• _Things to do_:
A. Please list each username that heads a post in the forum thread, along with that post's date.
B. Find and copy every line of the entries that contains the string "positive".

• _Provided passage_:
Ever knapped any glass Jerry? Have a friend in ND that got into that. He worked with plate glass in construction many many years until someone dropped a sheet of plywood several stories up on a job, and it hit him in the neck. Now has 4-5 vertebrae in his neck fused together, can't turn his head. Was a good excuse to crawl into the bottle, for him. But, he took up knapping to consume some of his time and generate cash while waiting on his disability to be approved. Some of the glass he knapped was absolutely beautiful.


----------



## Nubsnstubs (Dec 9, 2018)

rocky1 said:


> You bring the flint! I'll find horn to knap with!!
> 
> Ever knapped any glass Jerry? Have a friend in ND that got into that. He worked with plate glass in construction many many years until someone dropped a sheet of plywood several stories up on a job, and it hit him in the neck. Now has 4-5 vertebrae in his neck fused together, can't turn his head. Was a good excuse to crawl into the bottle, for him. But, he took up knapping to consume some of his time and generate cash while waiting on his disability to be approved. Some of the glass he knapped was absolutely beautiful.


 Yep, Panasonic 32" tube TV has 1" thick screen glass. Made a 15 3/4" blade from it......... have 2 very large tube TV's near one of my wood stash piles taking up valuable space..... Jerry (in Tucson)

Reactions: Like 1


----------



## rocky1 (Dec 9, 2018)

Bryce had some black glass that was somewhere in the 1/2" thick range he knapped a knife blade out of, as well as several arrow heads. The knife was absolutely amazing, he wanted a bit more than I wanted to spend on it, but it was definitely worth more.


----------



## Bean_counter (Dec 10, 2018)

rocky1 said:


> How come you got all them horn tips Eric?



Sure looks like antler tips to me

Reactions: Agree 1


----------

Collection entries

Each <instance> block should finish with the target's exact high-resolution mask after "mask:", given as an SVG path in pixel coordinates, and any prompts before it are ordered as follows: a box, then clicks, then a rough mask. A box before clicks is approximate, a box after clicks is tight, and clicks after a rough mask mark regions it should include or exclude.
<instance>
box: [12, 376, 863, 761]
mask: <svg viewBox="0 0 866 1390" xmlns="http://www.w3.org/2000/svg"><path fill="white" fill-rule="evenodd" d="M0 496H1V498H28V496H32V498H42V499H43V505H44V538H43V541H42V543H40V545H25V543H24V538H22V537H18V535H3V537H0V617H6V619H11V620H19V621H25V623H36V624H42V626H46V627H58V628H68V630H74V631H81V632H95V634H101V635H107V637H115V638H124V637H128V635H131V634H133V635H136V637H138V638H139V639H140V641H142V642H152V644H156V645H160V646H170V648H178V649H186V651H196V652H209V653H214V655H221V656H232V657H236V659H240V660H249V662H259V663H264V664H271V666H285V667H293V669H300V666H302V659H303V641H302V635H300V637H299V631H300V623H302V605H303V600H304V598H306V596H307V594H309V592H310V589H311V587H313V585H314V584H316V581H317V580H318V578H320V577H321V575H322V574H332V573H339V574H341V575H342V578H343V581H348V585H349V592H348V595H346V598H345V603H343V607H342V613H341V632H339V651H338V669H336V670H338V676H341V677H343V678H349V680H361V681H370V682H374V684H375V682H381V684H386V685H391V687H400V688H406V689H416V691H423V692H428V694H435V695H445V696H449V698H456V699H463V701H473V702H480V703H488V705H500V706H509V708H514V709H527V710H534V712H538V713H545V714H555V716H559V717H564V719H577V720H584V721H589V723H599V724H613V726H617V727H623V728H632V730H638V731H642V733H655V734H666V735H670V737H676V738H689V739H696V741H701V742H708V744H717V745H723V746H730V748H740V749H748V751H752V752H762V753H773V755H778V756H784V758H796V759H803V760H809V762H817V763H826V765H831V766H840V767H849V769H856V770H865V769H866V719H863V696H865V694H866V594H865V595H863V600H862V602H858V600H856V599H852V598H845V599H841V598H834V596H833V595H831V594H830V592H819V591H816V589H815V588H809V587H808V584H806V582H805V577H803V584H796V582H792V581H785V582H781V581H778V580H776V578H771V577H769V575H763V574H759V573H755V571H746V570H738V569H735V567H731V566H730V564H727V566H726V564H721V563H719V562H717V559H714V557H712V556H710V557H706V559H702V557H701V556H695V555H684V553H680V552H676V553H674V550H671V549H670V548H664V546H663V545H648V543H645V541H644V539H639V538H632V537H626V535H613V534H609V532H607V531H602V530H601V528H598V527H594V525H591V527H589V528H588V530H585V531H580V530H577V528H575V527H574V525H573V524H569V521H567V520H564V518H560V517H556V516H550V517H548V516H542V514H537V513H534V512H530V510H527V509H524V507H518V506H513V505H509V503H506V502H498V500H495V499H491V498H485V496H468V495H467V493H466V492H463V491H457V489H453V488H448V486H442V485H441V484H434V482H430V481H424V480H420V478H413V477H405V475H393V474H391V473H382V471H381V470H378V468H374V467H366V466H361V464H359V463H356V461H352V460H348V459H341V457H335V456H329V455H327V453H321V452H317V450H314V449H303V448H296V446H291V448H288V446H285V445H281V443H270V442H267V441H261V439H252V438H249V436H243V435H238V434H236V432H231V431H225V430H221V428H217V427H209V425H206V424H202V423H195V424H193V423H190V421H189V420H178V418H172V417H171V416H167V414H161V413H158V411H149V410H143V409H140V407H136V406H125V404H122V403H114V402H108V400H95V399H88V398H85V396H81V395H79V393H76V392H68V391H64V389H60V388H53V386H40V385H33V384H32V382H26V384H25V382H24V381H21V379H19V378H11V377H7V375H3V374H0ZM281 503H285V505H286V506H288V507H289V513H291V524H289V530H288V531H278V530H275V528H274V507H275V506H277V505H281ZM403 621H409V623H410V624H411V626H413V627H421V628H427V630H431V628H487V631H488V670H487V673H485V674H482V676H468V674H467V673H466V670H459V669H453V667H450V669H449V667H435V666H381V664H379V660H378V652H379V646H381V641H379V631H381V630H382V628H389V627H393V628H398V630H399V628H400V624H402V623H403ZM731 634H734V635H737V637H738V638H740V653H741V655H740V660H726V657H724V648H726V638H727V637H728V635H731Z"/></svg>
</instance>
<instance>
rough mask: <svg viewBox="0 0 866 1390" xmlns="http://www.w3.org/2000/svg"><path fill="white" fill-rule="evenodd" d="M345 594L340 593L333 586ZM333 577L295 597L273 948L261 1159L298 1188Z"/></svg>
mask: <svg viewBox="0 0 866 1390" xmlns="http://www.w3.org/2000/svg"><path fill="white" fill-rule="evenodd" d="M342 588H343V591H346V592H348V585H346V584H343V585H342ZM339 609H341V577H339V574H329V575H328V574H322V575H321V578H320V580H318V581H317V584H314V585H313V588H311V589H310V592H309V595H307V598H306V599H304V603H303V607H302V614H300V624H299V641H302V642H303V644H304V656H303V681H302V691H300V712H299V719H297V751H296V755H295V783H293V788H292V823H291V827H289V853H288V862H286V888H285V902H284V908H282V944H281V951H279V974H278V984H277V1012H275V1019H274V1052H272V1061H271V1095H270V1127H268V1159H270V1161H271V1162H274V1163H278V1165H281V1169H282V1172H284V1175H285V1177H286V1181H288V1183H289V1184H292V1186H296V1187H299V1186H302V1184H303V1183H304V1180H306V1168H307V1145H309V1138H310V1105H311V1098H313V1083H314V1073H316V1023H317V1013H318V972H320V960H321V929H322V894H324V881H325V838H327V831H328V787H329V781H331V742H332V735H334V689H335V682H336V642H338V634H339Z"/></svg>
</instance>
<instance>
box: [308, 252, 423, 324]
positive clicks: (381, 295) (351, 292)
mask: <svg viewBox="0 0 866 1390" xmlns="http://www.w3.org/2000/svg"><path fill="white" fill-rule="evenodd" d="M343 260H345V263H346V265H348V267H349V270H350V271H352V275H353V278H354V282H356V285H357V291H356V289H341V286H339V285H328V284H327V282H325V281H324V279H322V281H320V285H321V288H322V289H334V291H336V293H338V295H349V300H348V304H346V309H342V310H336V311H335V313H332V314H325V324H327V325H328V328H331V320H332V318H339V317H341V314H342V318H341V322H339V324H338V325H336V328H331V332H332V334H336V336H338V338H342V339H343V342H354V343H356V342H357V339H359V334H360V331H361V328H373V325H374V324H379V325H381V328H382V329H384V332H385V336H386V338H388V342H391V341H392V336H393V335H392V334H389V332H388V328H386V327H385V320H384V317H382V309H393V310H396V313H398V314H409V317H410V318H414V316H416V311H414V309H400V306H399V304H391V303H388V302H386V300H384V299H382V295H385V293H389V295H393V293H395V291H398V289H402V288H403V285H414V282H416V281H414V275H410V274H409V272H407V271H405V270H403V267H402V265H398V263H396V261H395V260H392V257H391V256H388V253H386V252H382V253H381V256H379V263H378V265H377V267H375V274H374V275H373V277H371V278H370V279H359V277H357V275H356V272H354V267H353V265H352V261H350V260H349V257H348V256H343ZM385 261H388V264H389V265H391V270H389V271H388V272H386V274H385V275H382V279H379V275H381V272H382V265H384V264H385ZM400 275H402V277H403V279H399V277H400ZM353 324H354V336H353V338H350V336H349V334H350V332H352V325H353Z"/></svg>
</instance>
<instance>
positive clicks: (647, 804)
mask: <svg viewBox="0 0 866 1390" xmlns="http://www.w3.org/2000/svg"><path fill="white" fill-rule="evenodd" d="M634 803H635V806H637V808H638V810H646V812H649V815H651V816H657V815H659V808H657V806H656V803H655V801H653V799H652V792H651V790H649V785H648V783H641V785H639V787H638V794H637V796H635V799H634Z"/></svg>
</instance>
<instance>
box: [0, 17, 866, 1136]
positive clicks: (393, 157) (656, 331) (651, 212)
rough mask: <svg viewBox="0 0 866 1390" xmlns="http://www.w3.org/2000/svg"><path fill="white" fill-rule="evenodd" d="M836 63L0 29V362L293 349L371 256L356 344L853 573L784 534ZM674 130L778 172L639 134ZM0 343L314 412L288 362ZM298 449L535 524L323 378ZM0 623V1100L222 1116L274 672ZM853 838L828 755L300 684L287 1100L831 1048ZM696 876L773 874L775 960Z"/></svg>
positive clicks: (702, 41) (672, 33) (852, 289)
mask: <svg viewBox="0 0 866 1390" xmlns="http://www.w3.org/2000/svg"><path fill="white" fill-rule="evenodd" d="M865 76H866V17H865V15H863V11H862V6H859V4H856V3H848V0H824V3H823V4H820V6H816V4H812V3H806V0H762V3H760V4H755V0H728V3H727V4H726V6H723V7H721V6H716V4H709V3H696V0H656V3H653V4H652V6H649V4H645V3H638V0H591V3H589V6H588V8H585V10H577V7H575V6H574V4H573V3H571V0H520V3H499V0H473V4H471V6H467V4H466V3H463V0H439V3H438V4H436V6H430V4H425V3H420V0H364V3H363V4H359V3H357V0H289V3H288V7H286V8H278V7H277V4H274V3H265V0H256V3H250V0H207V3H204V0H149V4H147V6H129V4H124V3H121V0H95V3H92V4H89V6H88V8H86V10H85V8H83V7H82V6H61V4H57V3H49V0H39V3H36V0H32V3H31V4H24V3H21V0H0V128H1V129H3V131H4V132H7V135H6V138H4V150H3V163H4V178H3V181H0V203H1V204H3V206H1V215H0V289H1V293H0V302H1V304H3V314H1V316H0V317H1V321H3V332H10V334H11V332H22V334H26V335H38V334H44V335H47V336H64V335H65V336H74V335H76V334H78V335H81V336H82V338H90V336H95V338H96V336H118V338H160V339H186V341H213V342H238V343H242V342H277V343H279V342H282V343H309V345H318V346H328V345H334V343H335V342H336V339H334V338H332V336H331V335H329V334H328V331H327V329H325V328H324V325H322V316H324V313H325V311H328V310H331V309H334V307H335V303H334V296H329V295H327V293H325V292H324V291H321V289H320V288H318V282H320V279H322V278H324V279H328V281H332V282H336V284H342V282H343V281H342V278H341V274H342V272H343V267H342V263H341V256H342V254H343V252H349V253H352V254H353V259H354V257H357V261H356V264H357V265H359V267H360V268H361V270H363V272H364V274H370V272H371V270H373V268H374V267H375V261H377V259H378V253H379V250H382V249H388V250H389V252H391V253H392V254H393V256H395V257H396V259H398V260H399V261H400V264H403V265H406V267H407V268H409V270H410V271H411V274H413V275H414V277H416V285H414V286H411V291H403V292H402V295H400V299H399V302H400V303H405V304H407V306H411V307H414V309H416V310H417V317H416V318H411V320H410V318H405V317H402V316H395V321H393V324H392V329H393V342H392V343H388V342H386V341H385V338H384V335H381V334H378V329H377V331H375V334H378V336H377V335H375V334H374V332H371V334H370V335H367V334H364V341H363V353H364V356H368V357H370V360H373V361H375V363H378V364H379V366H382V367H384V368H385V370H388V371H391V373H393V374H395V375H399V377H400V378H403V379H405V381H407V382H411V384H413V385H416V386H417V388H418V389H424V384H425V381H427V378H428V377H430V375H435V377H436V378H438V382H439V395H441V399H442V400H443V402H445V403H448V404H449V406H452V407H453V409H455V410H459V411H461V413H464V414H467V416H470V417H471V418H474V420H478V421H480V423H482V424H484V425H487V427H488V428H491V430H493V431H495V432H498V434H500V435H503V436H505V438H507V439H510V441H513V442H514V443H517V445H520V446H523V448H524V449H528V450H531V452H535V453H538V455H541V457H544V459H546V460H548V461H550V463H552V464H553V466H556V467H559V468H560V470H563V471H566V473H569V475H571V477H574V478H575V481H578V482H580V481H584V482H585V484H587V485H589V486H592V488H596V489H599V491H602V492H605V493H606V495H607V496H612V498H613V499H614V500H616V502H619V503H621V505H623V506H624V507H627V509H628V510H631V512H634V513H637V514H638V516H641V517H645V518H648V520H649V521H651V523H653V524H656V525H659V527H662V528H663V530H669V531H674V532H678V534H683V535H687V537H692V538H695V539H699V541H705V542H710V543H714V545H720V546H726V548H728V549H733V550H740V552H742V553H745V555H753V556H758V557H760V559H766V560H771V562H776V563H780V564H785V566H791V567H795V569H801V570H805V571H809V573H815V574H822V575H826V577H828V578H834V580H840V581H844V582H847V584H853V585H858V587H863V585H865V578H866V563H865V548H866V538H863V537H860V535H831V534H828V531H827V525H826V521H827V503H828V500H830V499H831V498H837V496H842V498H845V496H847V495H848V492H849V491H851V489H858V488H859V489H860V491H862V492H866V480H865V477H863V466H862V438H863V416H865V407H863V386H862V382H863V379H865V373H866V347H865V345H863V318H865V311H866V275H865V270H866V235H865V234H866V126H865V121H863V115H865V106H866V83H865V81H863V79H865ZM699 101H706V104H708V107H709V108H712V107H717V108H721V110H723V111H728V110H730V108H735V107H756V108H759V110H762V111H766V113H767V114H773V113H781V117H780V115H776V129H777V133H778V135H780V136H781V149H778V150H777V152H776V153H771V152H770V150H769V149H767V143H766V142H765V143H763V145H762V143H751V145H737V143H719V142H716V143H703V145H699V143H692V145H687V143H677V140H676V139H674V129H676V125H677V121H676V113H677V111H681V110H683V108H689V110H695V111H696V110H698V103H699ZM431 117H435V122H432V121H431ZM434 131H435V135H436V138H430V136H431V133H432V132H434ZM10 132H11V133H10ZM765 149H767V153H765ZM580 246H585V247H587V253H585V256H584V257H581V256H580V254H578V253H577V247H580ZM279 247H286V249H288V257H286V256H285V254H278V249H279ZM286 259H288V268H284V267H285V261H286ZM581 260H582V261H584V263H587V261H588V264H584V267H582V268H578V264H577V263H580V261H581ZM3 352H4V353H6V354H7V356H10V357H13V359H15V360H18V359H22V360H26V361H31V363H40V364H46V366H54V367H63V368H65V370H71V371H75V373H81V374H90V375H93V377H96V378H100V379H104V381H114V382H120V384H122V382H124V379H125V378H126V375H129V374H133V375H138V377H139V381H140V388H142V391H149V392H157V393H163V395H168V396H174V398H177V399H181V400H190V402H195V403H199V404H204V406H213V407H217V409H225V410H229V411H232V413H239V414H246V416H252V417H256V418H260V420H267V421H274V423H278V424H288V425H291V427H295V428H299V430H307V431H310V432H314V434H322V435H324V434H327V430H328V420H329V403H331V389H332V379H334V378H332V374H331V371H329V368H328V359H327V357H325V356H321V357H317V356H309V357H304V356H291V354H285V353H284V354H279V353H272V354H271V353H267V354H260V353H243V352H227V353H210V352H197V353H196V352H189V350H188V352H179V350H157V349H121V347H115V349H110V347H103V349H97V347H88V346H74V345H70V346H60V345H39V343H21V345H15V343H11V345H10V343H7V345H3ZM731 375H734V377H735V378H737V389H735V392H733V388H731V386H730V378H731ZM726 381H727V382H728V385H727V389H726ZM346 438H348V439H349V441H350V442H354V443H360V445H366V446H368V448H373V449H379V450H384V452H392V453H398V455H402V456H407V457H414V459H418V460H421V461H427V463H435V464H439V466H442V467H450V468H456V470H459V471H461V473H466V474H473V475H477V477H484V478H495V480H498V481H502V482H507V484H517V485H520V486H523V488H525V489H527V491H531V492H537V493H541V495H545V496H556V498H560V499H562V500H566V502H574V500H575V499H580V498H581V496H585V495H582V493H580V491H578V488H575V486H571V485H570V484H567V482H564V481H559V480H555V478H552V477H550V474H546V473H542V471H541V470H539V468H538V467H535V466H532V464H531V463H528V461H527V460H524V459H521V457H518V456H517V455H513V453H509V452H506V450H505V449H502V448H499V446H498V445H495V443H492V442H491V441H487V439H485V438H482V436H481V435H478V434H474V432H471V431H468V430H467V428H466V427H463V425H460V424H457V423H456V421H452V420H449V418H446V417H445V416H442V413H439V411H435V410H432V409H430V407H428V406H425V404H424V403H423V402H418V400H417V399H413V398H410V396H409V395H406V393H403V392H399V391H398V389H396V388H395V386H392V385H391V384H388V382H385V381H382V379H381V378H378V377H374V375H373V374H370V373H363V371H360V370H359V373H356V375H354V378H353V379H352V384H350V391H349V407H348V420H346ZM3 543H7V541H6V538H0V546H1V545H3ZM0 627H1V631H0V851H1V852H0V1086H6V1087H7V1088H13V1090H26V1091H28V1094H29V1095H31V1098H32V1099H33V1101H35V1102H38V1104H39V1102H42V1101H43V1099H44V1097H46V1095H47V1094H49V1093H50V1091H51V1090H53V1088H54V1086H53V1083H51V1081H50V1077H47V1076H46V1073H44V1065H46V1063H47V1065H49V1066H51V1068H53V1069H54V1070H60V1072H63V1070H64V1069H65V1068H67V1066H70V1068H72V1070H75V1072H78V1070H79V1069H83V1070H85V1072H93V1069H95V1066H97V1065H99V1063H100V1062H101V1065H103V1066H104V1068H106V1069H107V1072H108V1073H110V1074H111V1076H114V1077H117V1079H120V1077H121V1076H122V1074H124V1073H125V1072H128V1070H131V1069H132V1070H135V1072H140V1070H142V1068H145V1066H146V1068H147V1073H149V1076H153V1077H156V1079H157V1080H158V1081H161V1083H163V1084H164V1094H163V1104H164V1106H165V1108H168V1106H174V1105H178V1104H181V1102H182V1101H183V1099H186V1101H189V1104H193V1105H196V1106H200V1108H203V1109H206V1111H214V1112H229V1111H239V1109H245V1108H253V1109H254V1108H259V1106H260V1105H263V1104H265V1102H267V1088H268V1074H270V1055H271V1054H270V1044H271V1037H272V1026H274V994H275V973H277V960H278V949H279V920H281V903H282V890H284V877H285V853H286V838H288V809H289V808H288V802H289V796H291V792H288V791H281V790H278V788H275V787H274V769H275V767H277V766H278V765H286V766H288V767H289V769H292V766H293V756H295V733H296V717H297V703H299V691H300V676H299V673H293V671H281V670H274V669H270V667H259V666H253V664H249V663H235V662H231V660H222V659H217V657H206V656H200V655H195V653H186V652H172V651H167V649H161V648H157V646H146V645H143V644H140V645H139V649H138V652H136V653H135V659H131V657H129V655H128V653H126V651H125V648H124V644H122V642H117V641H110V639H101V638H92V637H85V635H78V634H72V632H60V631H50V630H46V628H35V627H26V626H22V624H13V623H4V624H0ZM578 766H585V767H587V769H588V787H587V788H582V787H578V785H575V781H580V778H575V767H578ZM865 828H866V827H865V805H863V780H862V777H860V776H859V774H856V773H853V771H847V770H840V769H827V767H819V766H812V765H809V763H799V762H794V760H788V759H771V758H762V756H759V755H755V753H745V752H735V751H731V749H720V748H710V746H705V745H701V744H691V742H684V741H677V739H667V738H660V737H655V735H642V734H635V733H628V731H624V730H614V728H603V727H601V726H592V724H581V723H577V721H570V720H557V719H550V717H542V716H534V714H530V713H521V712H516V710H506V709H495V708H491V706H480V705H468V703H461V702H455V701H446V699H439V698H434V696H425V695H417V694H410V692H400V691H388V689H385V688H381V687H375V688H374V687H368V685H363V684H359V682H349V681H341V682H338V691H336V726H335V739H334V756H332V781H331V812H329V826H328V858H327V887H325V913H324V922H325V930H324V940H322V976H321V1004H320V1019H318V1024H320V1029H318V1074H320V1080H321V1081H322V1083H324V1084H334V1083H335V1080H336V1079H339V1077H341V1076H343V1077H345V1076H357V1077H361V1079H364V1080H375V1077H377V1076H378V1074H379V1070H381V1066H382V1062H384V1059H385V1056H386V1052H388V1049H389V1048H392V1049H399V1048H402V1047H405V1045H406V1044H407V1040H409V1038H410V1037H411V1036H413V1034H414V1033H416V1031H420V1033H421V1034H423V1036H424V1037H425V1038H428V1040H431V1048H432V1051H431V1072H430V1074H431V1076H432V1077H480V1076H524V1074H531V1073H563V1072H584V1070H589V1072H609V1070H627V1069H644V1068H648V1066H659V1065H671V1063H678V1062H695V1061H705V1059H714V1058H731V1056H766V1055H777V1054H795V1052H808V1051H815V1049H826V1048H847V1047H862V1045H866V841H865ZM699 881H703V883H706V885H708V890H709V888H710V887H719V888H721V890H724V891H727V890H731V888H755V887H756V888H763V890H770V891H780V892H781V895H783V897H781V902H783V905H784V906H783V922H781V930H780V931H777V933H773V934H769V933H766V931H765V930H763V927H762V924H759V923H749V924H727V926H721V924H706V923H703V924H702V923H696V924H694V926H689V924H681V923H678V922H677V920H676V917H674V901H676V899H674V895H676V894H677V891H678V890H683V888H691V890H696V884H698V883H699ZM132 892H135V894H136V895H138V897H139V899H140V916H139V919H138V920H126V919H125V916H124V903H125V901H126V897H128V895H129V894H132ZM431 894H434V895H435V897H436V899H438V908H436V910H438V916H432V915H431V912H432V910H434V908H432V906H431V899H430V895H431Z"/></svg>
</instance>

• _Your written answers_:
A.
Nubsnstubs (Dec 9, 2018)
rocky1 (Dec 9, 2018)
Bean_counter (Dec 10, 2018)

B.
positive clicks: (381, 295) (351, 292)
positive clicks: (647, 804)
positive clicks: (393, 157) (656, 331) (651, 212)
positive clicks: (702, 41) (672, 33) (852, 289)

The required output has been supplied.